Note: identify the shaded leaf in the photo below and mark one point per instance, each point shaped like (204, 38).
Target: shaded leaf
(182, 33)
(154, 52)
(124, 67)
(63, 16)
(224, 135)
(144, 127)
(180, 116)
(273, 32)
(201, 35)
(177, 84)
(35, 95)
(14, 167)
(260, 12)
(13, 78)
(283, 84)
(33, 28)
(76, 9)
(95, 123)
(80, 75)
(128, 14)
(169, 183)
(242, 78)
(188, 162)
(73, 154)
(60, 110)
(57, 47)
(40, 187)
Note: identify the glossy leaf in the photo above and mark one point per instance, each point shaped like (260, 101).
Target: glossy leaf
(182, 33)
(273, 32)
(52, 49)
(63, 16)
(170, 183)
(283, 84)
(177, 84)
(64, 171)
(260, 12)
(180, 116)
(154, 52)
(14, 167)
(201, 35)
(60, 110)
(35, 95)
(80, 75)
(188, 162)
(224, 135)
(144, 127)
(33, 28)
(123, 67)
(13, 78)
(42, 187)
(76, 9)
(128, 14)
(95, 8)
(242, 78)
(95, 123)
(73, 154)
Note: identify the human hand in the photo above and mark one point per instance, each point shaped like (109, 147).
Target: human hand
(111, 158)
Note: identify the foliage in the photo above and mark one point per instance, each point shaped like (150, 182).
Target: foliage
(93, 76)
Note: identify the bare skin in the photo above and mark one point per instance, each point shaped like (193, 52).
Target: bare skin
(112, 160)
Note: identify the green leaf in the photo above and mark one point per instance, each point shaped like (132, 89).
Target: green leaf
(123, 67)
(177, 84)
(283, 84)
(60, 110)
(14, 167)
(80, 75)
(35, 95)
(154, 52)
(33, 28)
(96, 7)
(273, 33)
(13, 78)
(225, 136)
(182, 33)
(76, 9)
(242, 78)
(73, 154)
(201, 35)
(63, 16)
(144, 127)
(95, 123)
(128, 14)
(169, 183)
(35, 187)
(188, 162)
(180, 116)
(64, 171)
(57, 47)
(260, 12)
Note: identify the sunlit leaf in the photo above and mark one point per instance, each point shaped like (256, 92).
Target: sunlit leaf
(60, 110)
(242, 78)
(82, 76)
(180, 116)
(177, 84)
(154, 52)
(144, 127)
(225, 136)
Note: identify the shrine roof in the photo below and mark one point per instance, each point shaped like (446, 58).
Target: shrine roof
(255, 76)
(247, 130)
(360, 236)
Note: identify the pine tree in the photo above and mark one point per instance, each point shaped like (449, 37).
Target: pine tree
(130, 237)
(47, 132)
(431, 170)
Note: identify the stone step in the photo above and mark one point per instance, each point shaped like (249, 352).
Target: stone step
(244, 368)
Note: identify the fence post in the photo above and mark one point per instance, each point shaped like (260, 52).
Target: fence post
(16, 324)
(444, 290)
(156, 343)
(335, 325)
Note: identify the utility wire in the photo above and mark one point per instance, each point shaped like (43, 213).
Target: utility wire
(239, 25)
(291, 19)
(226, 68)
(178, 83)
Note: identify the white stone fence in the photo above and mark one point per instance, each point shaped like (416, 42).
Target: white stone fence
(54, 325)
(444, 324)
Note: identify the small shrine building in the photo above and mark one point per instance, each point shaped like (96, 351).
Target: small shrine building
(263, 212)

- **TO DO**:
Quote each line of the listing above exactly.

- **RESPONSE BELOW**:
Note: identify the shaded leaf in the photo below and mark one point per instance, each point shaped like (204, 38).
Target: shaded leaf
(182, 33)
(154, 52)
(124, 67)
(63, 16)
(224, 135)
(144, 127)
(180, 116)
(273, 32)
(201, 35)
(177, 84)
(35, 95)
(14, 167)
(260, 12)
(13, 78)
(283, 84)
(33, 28)
(76, 9)
(95, 123)
(80, 75)
(128, 14)
(169, 183)
(242, 78)
(188, 162)
(73, 154)
(60, 110)
(57, 47)
(40, 187)
Note: identify the glossy leaf in the photo above and mark one point per instance, each point shaped like (260, 101).
Target: glossy leaf
(182, 33)
(273, 32)
(52, 49)
(63, 16)
(170, 183)
(283, 84)
(177, 84)
(64, 171)
(260, 12)
(180, 116)
(154, 52)
(14, 167)
(201, 35)
(60, 110)
(35, 95)
(80, 75)
(188, 162)
(224, 135)
(144, 127)
(33, 28)
(123, 67)
(13, 78)
(42, 187)
(76, 9)
(128, 14)
(95, 8)
(242, 78)
(95, 123)
(73, 154)
Note: identify the human hand in the photo above and mark one point per instance, each point shaped like (109, 147).
Target: human hand
(111, 158)
Note: identify the foliage in the photo above and mark one point per instance, each point shaped like (150, 182).
Target: foliage
(93, 76)
Note: identify the bare skin in the photo above and mark one point per instance, each point shaped like (193, 52).
Target: bare skin
(112, 160)
Note: identify the green leaf in the photo above and mark one point per instance, each point shaped like (132, 89).
Target: green leaf
(123, 67)
(177, 84)
(283, 84)
(60, 110)
(14, 167)
(80, 75)
(35, 95)
(154, 52)
(33, 28)
(96, 7)
(273, 33)
(13, 78)
(225, 136)
(182, 33)
(76, 9)
(242, 78)
(73, 154)
(201, 35)
(63, 16)
(144, 127)
(95, 123)
(128, 14)
(169, 183)
(35, 187)
(188, 162)
(180, 116)
(64, 171)
(57, 47)
(260, 12)
Note: identify the sunlit leaf in the photo above and mark one point per instance, each point shaped like (256, 92).
Target: sunlit leaf
(60, 110)
(242, 78)
(82, 76)
(180, 116)
(177, 84)
(154, 52)
(144, 127)
(225, 136)
Note: identify the shrine roof in the photo below and mark one point per instance, each point shaped like (446, 58).
Target: shrine roof
(255, 76)
(247, 130)
(360, 236)
Note: identify the pine tree in the photo above and mark one point per instance, each point shaped like (449, 37).
Target: pine tree
(130, 237)
(47, 132)
(431, 170)
Note: identify the stone step in the photo above and mark one point per instance, each point shaped like (249, 352).
Target: stone step
(244, 368)
Note: identify the fence post in the photo above and mark one point per instance, each point shaped like (260, 52).
Target: fence post
(16, 324)
(444, 290)
(156, 343)
(335, 325)
Note: identify the utility wire in the photo above and mark one point per instance, each point shaped like (43, 213).
Target: utility wire
(239, 25)
(291, 19)
(226, 68)
(178, 83)
Note: identify the white stone fence in the photo above and mark one point per instance, each point shaped like (416, 42).
Target: white stone fence
(54, 325)
(444, 324)
Note: identify the small shrine building in the photo above and mark one point per instance, each point shaped like (96, 351).
Target: small shrine building
(263, 212)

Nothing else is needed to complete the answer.